YOUR GOAL — Write out every line of the rows below in full, and shift each box coordinate in the results up by 6.

※ ※ ※

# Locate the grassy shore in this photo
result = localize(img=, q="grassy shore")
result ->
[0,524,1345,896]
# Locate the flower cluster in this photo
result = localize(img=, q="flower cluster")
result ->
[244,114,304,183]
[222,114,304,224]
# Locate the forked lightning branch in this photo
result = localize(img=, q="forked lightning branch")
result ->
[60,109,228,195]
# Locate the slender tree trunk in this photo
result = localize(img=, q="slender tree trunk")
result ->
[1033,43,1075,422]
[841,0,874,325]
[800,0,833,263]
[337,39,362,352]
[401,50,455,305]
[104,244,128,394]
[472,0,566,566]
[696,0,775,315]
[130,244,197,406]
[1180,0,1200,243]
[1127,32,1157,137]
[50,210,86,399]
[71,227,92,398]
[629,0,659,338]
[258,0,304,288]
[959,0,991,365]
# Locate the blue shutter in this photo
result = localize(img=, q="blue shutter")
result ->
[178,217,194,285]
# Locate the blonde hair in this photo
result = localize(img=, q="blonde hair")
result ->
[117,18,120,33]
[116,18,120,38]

※ ※ ※

RESPONSE TO THE EXERCISE —
# Locate the grassy shore in this photo
result = localize(img=, q="grassy shore")
result ->
[6,530,1351,902]
# Locate the flower cluster in this photo
result = localize(img=, q="flower cluster")
result ->
[250,120,310,189]
[228,120,310,230]
# Locate the forked lightning branch in this photo
result = localize(img=, q="forked lightning branch")
result ->
[66,115,234,201]
# Locate the slender tree trunk in this photo
result = localize(img=, q="slender tree trunk")
result ->
[1039,49,1081,428]
[847,6,880,331]
[806,6,839,269]
[343,45,368,358]
[407,56,461,311]
[110,250,134,400]
[478,6,572,572]
[702,6,781,321]
[136,250,203,412]
[1186,6,1206,249]
[1133,38,1163,143]
[56,216,92,405]
[77,233,98,404]
[635,6,665,344]
[264,6,310,294]
[965,6,997,371]
# Locate the blue shutter in this photo
result = localize(img=, q="blue shutter")
result ->
[184,223,200,291]
# Locate the blonde hair in this photo
result = localize(img=, q="blonde hair")
result ->
[123,24,126,39]
[122,24,126,44]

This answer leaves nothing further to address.